▶ [Task prompt]:
Recast the listing below as a two-column CSV with the headers "query" and "reply", giving one row per request with its text and its answer. Put each value in a quoted field and replace line breaks with spaces.

──────────────────────────────

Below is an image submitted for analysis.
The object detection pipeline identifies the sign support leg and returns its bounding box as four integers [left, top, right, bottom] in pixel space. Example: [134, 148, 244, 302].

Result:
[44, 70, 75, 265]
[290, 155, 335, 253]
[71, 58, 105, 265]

──────────────────────────────

▶ [Finished exercise]:
query,reply
"Below is an image submitted for analysis. The object detection pipeline identifies the sign support leg and returns its bounding box as four integers [left, top, right, bottom] in pixel space. Example: [134, 148, 244, 302]. Result:","[44, 70, 75, 265] [290, 155, 335, 253] [71, 58, 105, 265]"